▸ TEXT SECTION
-- Opening Marker --

After about forty-five minutes or so, we had seen enough ruins and were ready to check out a couple of restaurants open near the entrance that we had spotted on the way in. But before we could get to those, we noticed a small one-story white building with some tables out front and a sign listing some food offerings.
At the top of the list: cuy! Turns out one of the little buggers is enough to feed three people, so we knew that would be just right for Annie, Gladys and me.
The restaurant was run by an indigenous woman who was very friendly, and served up a local cheese that Marley had grown fond of, while frying up a fish that Ben just loved.
As for the guinea pig, Annie liked it, probably more for the experience than the actual taste. Gladys happily took the head of the guinea pig saying that was her favorite part, including the brain.

-- Closing Marker --

▸ WORK TASK 1
Answer these about the passage on eating cuy near the ruins:
(a) How many people is one cuy enough to feed?
(b) Who ran the restaurant?
(c) Which part of the guinea pig did Gladys take?
▸ WORK TASK 2
Resume the passage about the cuy lunch near the ruins, picking up right after its final sentence.

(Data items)
-- Opening Marker --

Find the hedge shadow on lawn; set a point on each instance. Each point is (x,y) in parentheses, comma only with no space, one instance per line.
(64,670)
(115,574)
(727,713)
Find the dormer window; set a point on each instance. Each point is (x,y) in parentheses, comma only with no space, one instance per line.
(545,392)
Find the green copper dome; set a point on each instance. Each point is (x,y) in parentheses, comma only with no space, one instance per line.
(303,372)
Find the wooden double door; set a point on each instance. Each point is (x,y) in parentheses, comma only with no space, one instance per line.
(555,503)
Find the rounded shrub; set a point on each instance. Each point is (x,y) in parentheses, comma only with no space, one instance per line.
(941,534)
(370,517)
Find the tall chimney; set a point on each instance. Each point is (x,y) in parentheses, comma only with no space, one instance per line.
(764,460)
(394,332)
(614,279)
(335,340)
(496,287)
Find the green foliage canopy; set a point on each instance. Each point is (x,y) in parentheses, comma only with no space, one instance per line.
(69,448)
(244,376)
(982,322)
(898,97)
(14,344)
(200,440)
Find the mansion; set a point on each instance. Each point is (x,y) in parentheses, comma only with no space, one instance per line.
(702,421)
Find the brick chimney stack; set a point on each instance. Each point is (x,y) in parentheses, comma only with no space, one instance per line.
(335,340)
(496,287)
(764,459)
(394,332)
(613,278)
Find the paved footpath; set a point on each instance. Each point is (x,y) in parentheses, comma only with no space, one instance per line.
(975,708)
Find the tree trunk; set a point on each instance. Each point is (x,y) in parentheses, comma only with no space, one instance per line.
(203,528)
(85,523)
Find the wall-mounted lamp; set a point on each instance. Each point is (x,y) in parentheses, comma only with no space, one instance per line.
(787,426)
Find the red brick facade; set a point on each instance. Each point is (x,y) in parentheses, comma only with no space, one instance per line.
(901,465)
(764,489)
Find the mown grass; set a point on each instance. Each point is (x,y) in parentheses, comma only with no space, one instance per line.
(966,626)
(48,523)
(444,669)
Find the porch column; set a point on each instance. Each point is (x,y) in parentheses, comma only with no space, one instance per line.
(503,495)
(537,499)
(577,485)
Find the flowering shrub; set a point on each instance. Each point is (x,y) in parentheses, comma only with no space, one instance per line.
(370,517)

-- Closing Marker --

▸ OUTPUT 1
(a) Three people.
(b) An indigenous woman.
(c) The head, including the brain.

▸ OUTPUT 2
For me, the effort it took to get what little meat there was off the bones was not quite worth it. It tasted a little gamey to me. I can eat chicken until the cows come home mooing your praises for not eating them. I like big juicy hunks of animal flesh, not little slivers. Still it was a great experience, and a testament to having the services of a local fixer.
The route back to Cuenca happened to go through the home town of Gladys, Canar. She was very proud of her birthplace, and even stopped to show us her adorable grand daughter.
It was a display of grandmotherly love that needed no translation.
Another discovery we made in Ecuador is that Cuenca is actually the birthplace of the Panama hat. The hats, which are hand-woven, gained popularity in the late 1800s and early 1900s. They were shipped to other parts of the world through the isthmus of Panama and since that's where they were first purchased they became known as Panama hats. Stores, or tiendas, all across Cuenca sell the hats, but we decided to go directly to the source: The Panama Hat Museum. Inside were tables filled with Panama hats of all shapes and sizes, and they would take special orders for the regular retail price of $25. I actually had to get an XXL for my big American noggin and Marley got an XL in a very pretty purple. We picked them up the next day and had fun wearing them around town, while also enjoying their protective nature from the equatorial sun.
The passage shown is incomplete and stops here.